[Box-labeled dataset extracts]
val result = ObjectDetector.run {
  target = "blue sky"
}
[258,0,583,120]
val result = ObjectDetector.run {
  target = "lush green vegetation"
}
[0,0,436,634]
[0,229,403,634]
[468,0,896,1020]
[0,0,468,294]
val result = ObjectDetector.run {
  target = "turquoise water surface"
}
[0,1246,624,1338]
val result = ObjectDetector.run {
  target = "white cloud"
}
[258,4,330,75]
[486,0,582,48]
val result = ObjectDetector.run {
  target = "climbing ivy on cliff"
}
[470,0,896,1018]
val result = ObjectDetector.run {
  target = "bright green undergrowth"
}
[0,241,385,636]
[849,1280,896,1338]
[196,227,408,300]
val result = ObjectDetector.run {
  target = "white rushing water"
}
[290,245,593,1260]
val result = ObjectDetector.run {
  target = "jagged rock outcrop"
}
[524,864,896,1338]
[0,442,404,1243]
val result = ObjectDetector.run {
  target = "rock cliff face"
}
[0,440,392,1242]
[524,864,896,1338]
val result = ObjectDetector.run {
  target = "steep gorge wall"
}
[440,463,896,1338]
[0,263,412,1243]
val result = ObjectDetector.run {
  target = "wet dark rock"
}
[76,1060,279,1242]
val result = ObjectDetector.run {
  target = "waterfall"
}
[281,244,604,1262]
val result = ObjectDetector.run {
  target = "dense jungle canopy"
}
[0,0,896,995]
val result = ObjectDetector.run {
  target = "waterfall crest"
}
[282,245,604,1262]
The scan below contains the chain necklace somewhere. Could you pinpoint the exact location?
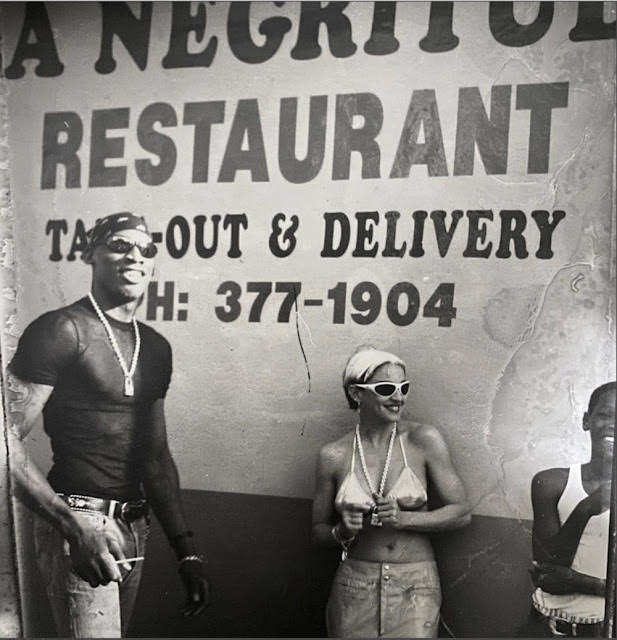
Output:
[356,424,396,527]
[88,292,141,396]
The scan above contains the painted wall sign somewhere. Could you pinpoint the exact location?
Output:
[2,2,615,528]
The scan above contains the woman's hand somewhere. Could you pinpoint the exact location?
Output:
[398,497,426,511]
[339,504,370,538]
[373,494,403,529]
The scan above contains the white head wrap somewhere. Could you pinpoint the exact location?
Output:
[343,347,406,392]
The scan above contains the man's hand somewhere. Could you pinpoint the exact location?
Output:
[531,562,575,595]
[69,526,131,587]
[583,480,611,516]
[178,560,210,616]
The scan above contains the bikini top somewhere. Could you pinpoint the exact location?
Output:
[334,434,427,512]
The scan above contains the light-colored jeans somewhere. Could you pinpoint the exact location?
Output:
[34,511,149,638]
[326,558,441,638]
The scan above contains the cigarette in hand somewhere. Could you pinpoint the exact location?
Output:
[115,556,145,564]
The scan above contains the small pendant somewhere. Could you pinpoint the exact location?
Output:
[124,376,135,396]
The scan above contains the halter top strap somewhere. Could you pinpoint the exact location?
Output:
[398,433,409,467]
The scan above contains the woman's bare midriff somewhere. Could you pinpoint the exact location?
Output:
[348,525,434,563]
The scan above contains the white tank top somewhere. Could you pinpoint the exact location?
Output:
[532,464,610,624]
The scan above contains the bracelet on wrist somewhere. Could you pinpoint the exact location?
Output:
[178,555,206,568]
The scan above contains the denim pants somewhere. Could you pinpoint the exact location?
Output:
[326,558,441,638]
[34,511,149,638]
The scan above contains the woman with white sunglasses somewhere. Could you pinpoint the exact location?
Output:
[313,347,470,638]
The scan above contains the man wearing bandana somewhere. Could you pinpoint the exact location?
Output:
[7,212,209,637]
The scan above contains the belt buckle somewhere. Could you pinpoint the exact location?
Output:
[66,495,88,509]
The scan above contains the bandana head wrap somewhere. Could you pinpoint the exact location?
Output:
[343,346,406,409]
[85,211,150,254]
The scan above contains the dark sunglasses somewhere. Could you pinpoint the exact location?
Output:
[353,380,409,398]
[103,236,157,258]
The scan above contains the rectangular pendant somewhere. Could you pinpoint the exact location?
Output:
[124,376,135,396]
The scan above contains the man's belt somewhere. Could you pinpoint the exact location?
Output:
[549,618,602,638]
[58,493,148,522]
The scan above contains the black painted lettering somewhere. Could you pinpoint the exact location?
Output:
[381,211,407,258]
[227,2,291,64]
[4,2,64,80]
[66,219,88,261]
[364,2,400,56]
[45,220,69,262]
[516,82,569,173]
[431,209,463,258]
[193,214,221,258]
[531,210,566,260]
[495,209,529,258]
[94,2,152,74]
[219,99,268,182]
[41,111,84,189]
[332,93,383,180]
[390,89,448,178]
[463,209,493,258]
[351,211,379,258]
[88,108,129,187]
[454,84,512,176]
[161,2,218,69]
[291,2,357,60]
[319,211,351,258]
[182,100,225,182]
[165,216,191,260]
[419,2,459,53]
[223,213,249,258]
[409,210,428,258]
[135,102,178,186]
[146,280,175,321]
[488,2,553,47]
[569,2,617,42]
[278,96,328,184]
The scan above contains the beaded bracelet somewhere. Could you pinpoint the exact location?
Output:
[178,555,206,568]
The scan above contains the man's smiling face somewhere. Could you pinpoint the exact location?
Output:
[90,229,154,303]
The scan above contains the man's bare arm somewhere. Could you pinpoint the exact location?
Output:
[6,371,130,587]
[142,399,210,616]
[6,372,75,539]
[531,468,594,567]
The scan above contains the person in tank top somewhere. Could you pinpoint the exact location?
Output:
[313,347,470,638]
[531,382,615,637]
[6,211,209,638]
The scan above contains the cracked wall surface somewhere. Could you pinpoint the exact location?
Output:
[0,20,22,637]
[0,3,615,518]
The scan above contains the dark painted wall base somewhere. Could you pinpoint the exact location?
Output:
[26,491,532,637]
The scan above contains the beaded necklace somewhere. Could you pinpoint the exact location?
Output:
[356,424,396,527]
[88,292,141,396]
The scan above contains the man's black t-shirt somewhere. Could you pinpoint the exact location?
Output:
[10,298,172,500]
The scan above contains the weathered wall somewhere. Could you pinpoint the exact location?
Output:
[2,2,615,635]
[0,60,22,637]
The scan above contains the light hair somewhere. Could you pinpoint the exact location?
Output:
[343,345,407,409]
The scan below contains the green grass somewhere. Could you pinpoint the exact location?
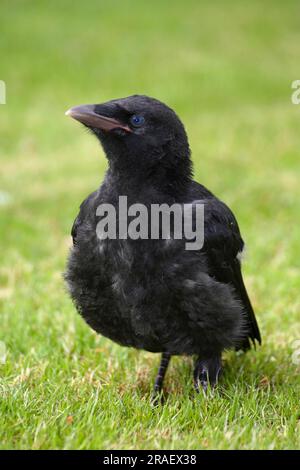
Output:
[0,0,300,449]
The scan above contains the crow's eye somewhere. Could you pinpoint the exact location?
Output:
[130,114,145,127]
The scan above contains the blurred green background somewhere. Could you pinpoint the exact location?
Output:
[0,0,300,449]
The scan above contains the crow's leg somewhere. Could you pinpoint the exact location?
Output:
[153,353,171,403]
[194,355,222,393]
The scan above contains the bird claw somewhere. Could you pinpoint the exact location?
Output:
[194,357,221,394]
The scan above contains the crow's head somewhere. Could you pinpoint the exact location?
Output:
[66,95,190,185]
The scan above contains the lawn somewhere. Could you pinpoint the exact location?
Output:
[0,0,300,449]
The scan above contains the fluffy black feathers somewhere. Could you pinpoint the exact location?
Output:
[65,96,261,389]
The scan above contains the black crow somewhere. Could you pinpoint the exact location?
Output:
[65,95,261,393]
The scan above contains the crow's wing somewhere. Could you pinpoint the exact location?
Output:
[201,197,261,349]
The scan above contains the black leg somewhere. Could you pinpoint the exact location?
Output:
[153,353,171,403]
[194,356,222,393]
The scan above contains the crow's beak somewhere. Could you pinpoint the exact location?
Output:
[66,104,132,132]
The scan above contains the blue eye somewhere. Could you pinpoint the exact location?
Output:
[130,114,145,127]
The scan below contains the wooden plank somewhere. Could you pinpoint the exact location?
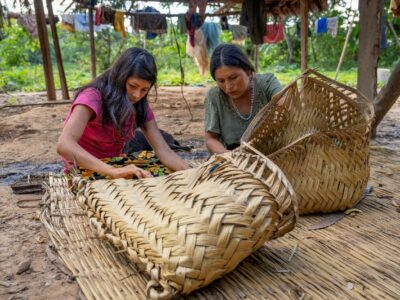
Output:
[46,0,69,100]
[33,0,56,100]
[300,1,308,72]
[89,7,96,79]
[357,0,384,101]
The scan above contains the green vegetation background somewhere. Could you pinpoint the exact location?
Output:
[0,4,400,91]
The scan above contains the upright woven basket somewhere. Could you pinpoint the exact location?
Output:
[241,70,374,214]
[78,153,297,299]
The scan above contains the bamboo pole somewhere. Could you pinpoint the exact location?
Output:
[335,14,356,80]
[33,0,56,101]
[89,7,96,79]
[300,0,308,72]
[46,0,69,100]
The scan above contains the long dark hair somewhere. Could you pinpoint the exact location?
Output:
[75,47,157,134]
[210,44,255,80]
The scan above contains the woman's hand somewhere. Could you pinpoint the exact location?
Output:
[109,165,153,179]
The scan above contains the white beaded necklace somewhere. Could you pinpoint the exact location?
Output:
[229,76,254,121]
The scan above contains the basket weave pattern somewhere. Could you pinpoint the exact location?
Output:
[78,153,297,299]
[241,70,373,214]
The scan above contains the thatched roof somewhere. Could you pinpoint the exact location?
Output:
[138,0,327,17]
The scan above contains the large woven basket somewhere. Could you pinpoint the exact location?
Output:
[241,70,374,214]
[78,153,298,299]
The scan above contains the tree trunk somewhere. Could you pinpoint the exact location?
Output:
[283,22,293,64]
[372,63,400,135]
[357,0,384,101]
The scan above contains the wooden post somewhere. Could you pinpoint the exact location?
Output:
[254,45,260,73]
[33,0,56,100]
[46,0,69,100]
[357,0,384,101]
[89,7,96,79]
[335,14,356,80]
[300,0,308,72]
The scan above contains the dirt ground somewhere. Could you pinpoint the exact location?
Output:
[0,87,400,299]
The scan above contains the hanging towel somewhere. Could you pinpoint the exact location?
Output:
[114,10,126,38]
[263,23,285,44]
[219,16,229,30]
[240,0,267,45]
[17,14,38,37]
[74,14,101,32]
[326,17,339,37]
[61,15,75,33]
[230,24,247,44]
[390,0,400,17]
[186,29,208,76]
[178,15,187,34]
[94,6,102,26]
[200,22,221,54]
[185,11,204,47]
[100,6,115,25]
[379,16,387,49]
[315,17,328,33]
[135,6,167,35]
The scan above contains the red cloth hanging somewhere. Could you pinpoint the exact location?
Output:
[263,23,285,44]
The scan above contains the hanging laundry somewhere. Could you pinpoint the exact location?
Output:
[134,6,167,39]
[100,6,115,25]
[177,15,187,34]
[186,29,208,76]
[230,24,248,45]
[185,11,204,47]
[379,16,387,49]
[188,0,207,20]
[263,23,285,44]
[200,22,221,54]
[315,17,328,33]
[326,17,339,37]
[219,16,229,30]
[74,0,97,7]
[296,21,311,38]
[17,14,38,37]
[240,0,267,45]
[390,0,400,17]
[74,14,102,32]
[61,15,75,33]
[114,10,126,38]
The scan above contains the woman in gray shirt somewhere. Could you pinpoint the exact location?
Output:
[205,44,282,153]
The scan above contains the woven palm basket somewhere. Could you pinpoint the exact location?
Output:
[78,153,298,299]
[241,70,374,214]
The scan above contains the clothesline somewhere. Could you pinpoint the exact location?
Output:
[73,5,240,17]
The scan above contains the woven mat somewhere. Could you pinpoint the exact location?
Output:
[42,147,400,299]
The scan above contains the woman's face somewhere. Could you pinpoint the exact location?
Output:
[125,76,151,103]
[214,66,250,100]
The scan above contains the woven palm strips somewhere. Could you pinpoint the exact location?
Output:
[238,70,373,214]
[78,153,297,299]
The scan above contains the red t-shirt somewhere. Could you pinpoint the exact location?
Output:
[63,88,154,168]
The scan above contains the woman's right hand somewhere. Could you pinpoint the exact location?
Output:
[109,165,153,179]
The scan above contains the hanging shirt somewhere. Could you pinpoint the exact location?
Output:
[114,10,126,38]
[240,0,267,45]
[74,14,102,32]
[200,22,221,54]
[204,73,282,150]
[390,0,400,17]
[17,14,38,37]
[63,88,154,169]
[61,15,75,32]
[326,17,339,37]
[315,17,328,33]
[263,23,285,44]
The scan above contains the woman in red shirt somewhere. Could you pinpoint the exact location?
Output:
[57,47,188,178]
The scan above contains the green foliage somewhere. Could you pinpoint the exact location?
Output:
[0,0,400,91]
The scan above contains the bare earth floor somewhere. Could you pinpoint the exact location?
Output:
[0,87,400,299]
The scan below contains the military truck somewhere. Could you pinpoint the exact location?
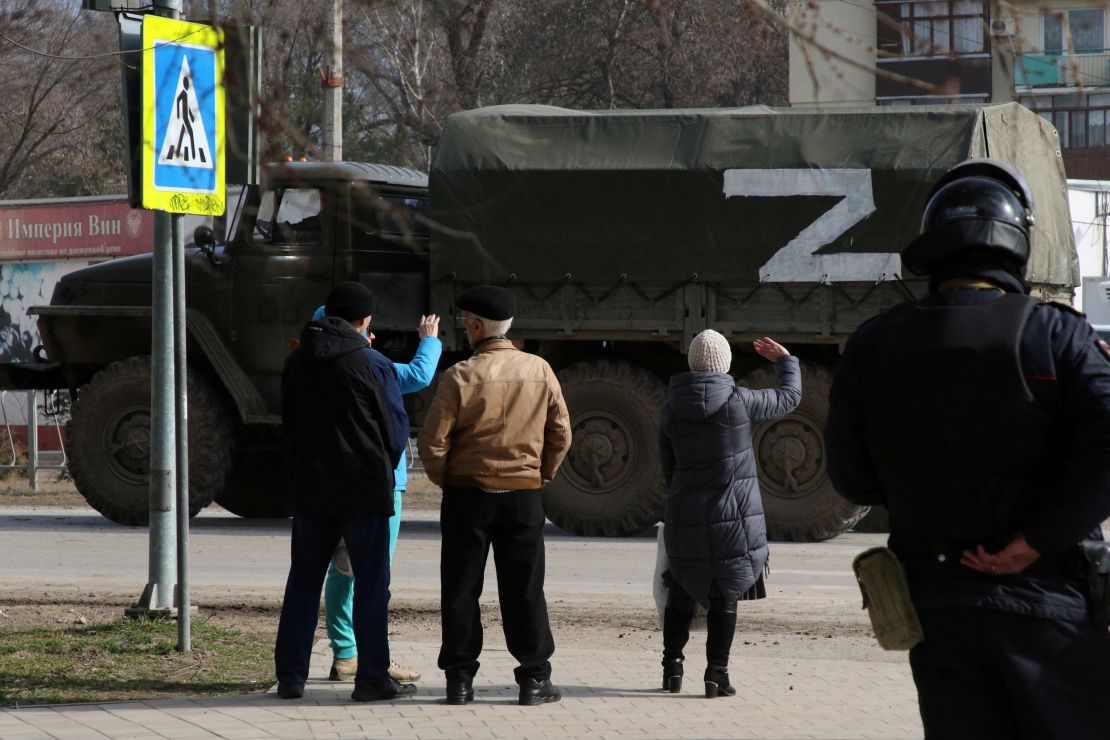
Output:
[13,103,1078,540]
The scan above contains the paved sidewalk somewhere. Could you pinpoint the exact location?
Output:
[0,631,921,740]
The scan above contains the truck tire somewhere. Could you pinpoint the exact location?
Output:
[544,361,665,535]
[215,454,293,519]
[65,357,234,526]
[741,364,868,543]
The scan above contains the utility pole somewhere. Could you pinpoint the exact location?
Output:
[320,0,343,162]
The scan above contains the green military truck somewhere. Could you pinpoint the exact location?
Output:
[13,104,1078,540]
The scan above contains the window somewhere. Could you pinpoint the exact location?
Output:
[254,189,324,245]
[1045,8,1103,51]
[876,0,988,57]
[271,190,324,244]
[351,182,432,250]
[382,195,432,239]
[1018,93,1110,149]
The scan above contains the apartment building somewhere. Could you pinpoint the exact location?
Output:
[788,0,1110,180]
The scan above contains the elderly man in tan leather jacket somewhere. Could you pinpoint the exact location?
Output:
[417,285,571,706]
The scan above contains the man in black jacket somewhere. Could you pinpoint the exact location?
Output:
[826,160,1110,738]
[274,283,415,701]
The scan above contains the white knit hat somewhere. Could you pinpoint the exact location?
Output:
[686,328,733,373]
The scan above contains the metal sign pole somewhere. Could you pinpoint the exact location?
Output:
[127,0,188,617]
[127,211,176,617]
[173,213,192,652]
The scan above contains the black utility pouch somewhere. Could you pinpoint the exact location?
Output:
[1079,539,1110,627]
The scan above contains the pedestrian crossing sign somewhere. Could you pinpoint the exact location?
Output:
[142,16,226,215]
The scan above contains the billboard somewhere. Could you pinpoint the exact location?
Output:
[0,195,154,262]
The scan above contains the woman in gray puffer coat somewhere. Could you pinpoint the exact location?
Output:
[659,330,801,697]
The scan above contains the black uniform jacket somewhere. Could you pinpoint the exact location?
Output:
[282,317,408,517]
[826,287,1110,620]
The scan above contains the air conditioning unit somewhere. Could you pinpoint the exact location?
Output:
[990,16,1015,37]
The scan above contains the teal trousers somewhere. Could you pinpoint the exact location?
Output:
[324,490,405,660]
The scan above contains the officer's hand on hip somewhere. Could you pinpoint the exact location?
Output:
[960,534,1040,576]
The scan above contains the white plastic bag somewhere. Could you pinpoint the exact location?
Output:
[652,521,705,630]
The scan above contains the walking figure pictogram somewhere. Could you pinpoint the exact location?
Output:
[159,57,212,169]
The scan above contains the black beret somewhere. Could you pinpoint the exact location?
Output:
[324,281,374,322]
[455,285,516,321]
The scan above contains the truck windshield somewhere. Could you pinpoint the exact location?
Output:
[254,189,323,244]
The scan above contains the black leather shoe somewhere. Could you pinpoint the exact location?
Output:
[351,678,416,701]
[663,658,683,693]
[278,681,304,699]
[705,666,736,699]
[517,678,561,707]
[447,679,474,704]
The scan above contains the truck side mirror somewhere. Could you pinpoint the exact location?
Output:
[193,225,220,267]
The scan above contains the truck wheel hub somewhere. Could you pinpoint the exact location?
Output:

### Aim
Write out the items above exactly, from the first line through the line containing "[2,2,615,528]", including that line, and leave the pictures out.

### Response to this exercise
val result = ObjectDetector.run {
  target = "blue sky"
}
[258,0,583,120]
val result = ObjectDetector.run {
  target = "lush green vegetation"
}
[0,0,436,634]
[0,229,403,634]
[468,0,896,1020]
[0,0,468,294]
val result = ObjectDetector.run {
  target = "turquoise water surface"
}
[0,1246,624,1338]
val result = ObjectDetector.run {
  target = "white cloud"
}
[258,4,330,75]
[486,0,582,48]
val result = ObjectDetector.run {
  target = "climbing ivy on cliff"
}
[470,0,896,1018]
val result = ObjectDetector.run {
  target = "bright green undergrowth"
}
[0,241,385,636]
[849,1280,896,1338]
[196,227,408,300]
val result = ObjectDetector.run {
  target = "white rushing water"
}
[290,245,593,1260]
val result = ObjectDetector.run {
  target = "jagged rock outcrop"
}
[524,864,896,1338]
[0,442,404,1243]
val result = ObjectDetector.run {
  target = "rock cliff face"
}
[0,440,392,1242]
[524,864,896,1338]
val result = ObjectDetector.run {
  target = "steep gorge wall"
}
[440,463,896,1338]
[0,263,412,1243]
val result = ObjectDetector.run {
  target = "wet dark rock"
}
[76,1060,279,1242]
val result = ObjectDetector.run {
  target = "waterfall"
}
[281,244,604,1262]
val result = ObjectDetector.run {
  target = "dense jungle canopy"
}
[0,0,896,995]
val result = ObjectDetector.run {
  target = "waterfall crest"
}
[282,245,604,1262]
The scan below contains the chain necklace somewhere. Could you pinpoint the exact location?
Output:
[356,424,396,527]
[88,292,141,396]
The scan above contains the painted wall sign somewhere. Could you pinpoint the exact location?
Output:
[2,2,615,528]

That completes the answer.